[Referring expression pointing data]

>>>>

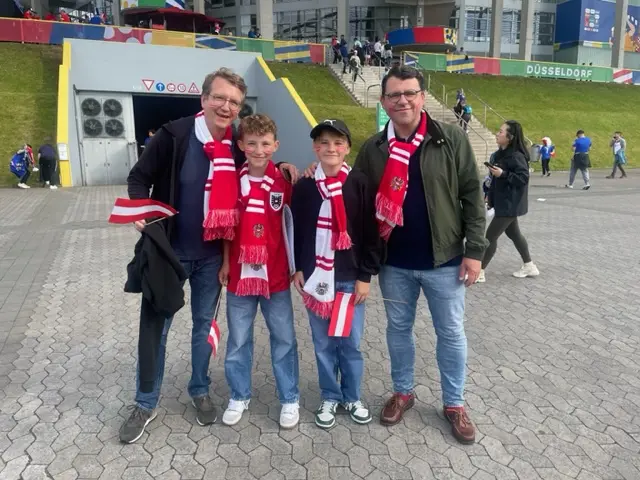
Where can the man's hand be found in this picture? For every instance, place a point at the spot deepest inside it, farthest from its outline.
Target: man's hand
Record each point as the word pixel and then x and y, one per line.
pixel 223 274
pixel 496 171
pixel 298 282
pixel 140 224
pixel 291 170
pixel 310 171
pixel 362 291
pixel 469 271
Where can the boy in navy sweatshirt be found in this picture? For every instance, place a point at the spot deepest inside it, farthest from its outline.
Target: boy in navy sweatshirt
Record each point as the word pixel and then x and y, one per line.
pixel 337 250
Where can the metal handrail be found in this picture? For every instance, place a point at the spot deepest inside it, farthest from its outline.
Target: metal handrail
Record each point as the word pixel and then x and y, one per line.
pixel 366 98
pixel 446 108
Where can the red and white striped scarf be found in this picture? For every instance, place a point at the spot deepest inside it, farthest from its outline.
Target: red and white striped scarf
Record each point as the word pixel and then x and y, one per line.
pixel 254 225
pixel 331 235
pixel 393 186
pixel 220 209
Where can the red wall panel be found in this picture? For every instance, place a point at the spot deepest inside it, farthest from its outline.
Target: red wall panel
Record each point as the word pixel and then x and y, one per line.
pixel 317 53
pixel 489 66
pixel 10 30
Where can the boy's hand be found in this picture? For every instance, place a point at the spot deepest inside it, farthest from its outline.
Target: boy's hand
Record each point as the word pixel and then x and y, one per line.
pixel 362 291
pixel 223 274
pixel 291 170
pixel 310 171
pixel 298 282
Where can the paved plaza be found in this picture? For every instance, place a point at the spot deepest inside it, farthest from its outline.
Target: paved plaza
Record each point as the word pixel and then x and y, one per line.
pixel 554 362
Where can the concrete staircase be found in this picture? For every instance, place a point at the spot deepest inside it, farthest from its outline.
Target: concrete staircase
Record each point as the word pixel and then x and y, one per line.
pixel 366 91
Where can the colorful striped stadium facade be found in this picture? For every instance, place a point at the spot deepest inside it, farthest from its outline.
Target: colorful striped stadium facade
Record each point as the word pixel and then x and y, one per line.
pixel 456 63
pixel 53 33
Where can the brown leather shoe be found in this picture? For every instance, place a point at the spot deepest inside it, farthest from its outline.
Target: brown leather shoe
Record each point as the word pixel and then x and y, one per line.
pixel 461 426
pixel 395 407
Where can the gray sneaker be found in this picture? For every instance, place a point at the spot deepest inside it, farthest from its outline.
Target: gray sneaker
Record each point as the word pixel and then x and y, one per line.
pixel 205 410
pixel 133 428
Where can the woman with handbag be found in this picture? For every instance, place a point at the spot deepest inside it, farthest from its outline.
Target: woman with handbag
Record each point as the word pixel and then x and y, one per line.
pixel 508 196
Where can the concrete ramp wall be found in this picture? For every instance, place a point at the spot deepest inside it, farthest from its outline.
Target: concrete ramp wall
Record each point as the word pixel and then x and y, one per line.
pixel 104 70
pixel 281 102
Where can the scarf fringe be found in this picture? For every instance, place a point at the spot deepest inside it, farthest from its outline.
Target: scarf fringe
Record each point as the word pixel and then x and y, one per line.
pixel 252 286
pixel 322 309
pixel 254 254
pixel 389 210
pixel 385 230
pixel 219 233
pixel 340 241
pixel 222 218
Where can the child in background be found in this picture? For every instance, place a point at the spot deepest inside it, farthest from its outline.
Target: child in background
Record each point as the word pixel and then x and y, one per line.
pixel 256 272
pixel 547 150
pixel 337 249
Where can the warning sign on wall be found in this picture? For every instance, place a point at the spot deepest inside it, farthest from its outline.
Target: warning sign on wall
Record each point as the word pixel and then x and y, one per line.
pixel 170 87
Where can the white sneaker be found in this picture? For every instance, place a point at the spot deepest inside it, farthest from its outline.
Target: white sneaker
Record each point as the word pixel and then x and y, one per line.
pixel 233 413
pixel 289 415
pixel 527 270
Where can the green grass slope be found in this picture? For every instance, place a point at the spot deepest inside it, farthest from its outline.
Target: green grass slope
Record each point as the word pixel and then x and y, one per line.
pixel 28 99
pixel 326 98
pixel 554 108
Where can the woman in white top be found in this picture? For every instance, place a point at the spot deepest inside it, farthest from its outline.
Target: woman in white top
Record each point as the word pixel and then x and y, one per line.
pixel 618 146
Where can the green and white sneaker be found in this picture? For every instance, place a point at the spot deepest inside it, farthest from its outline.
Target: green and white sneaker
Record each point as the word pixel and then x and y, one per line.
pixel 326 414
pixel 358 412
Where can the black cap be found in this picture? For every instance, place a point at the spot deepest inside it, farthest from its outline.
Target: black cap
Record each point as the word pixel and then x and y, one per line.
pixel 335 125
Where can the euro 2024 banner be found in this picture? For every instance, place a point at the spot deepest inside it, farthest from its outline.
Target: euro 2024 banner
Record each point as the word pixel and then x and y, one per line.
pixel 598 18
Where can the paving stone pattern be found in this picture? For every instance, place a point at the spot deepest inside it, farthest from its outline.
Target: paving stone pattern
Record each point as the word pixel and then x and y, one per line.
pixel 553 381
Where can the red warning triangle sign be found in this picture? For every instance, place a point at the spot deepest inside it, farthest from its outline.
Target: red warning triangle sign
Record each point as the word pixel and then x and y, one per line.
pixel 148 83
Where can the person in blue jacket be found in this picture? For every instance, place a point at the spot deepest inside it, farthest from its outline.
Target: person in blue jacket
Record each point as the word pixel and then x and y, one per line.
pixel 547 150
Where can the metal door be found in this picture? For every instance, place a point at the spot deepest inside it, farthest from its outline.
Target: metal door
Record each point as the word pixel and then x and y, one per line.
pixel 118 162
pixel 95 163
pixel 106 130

<<<<
>>>>

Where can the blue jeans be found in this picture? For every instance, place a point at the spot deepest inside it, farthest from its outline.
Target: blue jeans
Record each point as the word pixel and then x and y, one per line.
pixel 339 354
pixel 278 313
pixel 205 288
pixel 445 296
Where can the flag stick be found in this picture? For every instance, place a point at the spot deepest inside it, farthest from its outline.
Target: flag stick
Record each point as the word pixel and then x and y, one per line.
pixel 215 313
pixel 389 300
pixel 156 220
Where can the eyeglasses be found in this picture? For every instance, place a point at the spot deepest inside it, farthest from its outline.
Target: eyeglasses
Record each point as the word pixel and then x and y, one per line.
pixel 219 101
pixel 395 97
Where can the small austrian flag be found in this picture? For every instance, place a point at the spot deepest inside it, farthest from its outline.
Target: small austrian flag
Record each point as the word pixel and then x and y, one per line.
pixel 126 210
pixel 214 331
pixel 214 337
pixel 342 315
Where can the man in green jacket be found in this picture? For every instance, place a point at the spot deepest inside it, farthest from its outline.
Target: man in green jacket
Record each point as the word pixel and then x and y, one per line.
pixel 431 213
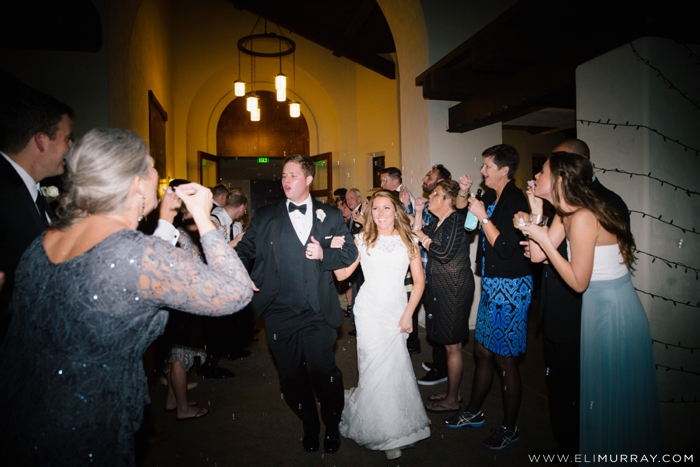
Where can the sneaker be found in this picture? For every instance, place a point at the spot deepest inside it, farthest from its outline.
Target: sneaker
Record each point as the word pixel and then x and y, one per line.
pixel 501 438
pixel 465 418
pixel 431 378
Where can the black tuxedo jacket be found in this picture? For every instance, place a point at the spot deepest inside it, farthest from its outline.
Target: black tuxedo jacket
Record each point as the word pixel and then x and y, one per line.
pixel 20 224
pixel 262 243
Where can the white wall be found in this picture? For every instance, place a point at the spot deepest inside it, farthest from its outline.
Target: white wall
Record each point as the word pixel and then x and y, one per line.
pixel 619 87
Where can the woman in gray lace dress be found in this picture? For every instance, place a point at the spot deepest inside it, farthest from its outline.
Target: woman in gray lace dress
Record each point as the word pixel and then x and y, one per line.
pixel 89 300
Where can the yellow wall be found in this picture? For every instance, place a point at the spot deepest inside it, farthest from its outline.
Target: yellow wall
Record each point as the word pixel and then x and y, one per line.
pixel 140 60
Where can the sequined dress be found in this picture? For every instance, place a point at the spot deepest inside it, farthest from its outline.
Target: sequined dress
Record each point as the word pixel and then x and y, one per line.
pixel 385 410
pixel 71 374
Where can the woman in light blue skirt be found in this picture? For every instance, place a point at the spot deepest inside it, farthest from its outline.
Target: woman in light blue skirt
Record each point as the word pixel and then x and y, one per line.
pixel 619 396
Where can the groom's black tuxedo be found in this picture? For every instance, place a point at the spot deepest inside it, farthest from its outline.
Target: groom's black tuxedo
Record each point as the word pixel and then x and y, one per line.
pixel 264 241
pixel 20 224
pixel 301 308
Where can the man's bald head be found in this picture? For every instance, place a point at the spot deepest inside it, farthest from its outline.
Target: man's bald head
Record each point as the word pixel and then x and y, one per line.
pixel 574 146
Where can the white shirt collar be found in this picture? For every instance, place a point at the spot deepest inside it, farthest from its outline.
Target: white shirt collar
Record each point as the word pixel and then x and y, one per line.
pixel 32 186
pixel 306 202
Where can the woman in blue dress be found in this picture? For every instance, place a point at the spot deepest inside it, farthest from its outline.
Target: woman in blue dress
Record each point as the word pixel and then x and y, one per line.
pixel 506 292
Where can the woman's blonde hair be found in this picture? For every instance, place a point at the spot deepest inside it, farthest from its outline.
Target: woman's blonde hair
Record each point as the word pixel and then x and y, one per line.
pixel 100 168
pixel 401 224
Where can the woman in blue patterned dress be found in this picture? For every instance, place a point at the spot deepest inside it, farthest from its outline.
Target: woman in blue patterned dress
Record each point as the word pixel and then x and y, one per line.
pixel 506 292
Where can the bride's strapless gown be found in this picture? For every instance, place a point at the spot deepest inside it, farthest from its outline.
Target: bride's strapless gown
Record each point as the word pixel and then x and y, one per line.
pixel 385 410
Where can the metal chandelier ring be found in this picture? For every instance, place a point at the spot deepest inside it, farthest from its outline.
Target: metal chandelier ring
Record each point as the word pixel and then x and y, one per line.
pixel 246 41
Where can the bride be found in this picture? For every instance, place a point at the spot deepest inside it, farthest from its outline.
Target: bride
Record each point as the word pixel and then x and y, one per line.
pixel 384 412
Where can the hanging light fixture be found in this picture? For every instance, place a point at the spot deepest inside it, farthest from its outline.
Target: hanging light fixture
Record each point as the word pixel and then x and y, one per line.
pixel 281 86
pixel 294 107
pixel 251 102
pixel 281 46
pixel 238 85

<<<<

▶ WORK INSTRUCTIONS
Lines holding the word "white" are the answer; copy each one from the records above.

▶ RESULT
Where can the red and white striped scarf be found in this picture? For every instance, place a point at the spot deepest inside it, farthest from its outline.
Target: red and white striped scarf
Where can the white sneaker be found in this picture? For every instance, place a point at the spot deepest inside it, farthest from its outline.
Target: white sneaker
Where can the woman in white top be found in this picture? For every instance, place a point at the spot deepest inside it, farthest from its outline.
Target: woman in white top
Where can the green and white sneaker be found in this picture? For every instance, place a point at the spot deepest inside it, farthest from its outline.
Target: green and white sneaker
Where can the white wall be found in this picture? For every instance, place a point at the spot deepest inside it, farthest from its outline.
Target: white wall
Where can the white shirt collar be found in this picture? For every instance, place a point at the spot deepest inside it, farthest from its outline.
Target: white shirt collar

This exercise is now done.